PAGE EXTRACT →
In a pre-spud meeting, the company drilling supervisor
should review the drilling program with the drilling contractor and service contractors, outlining each party’s responsibility in drilling a well, where H2
S may be encountered.
All personnel should be fully trained and the H2
S-related
equipment should be in place when drilling at 350 meters
above and/or one week prior to encountering a hydrogen
sulphide zone.
Available literature should be carefully studied before drawing up H2
S procedures. Recommended references are: API
RP49 “Safe Drilling of Wells Containing Hydrogen Sulphide.”
2.1.2 Shallow Gas-Bearing Zones
Shallow gas-bearing zone is defined as any hydrocarbon-bearing zone,
which may be encountered at a depth close to the surface or mudline. In
generally, it is not possible to close in and contain a gas influx from a shallow zone because weak formation integrity may lead to breakdown and
broaching to surface and/or mudline. This situation is particularly hazardous when drilling operations continue from a fixed installation or jackup rig. Shallow gas-bearing zones are usually in a pressured condition.
However, the effective increase in pore pressure due to gas gradient can
lead to underbalance when a shallow gas zone is first penetrated.
Shallow gas may be encountered at any time in any region of the world.
The only way to control this problem is that we should never shut in the
well. It is also needed to divert the gas flow through a diverter system at
the BOP. High-pressure shallow gas can be encountered at depths as low
as a few hundred feet where the formation-fracture gradient is very low.
The danger is that if the well is in shut-in condition, formation fracturing
is more likely to occur. This will result in the most severe blowout problem,
and ultimately an underground blow.
The identification and avoidance of shallow gas will be a principal objective in well planning and site survey procedures. All drilling programs shall
contain a clear statement on the probability and risk of encountering shallow gas. This will be based on seismic survey and interpretation together
with offset geological and drilling data. For onshore operations, consideration should be given for carrying out shallow seismic surveys in areas
of shallow gas risk. In the absence of such surveys, assessment should be
based on the exploration seismic data, historical well data, and the geological probability of a shallow gas trap. If shallow
gas is a likelihood at
the proposed drilling location, a shallow gas plan specific to company
and the drilling contractor must be prepared prior to spudding the well.

RECORDS PROVIDED →
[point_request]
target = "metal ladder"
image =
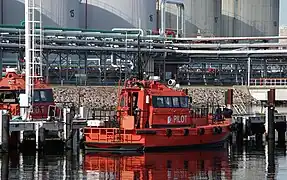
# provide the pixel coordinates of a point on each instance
(33, 47)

EXERCISE PROMPT → Print the part of the drilling passage that begins at the words "The danger is" and stops after "an underground blow.".

RESULT OF THIS EXERCISE →
The danger is that if the well is in shut-in condition, formation fracturing
is more likely to occur. This will result in the most severe blowout problem,
and ultimately an underground blow.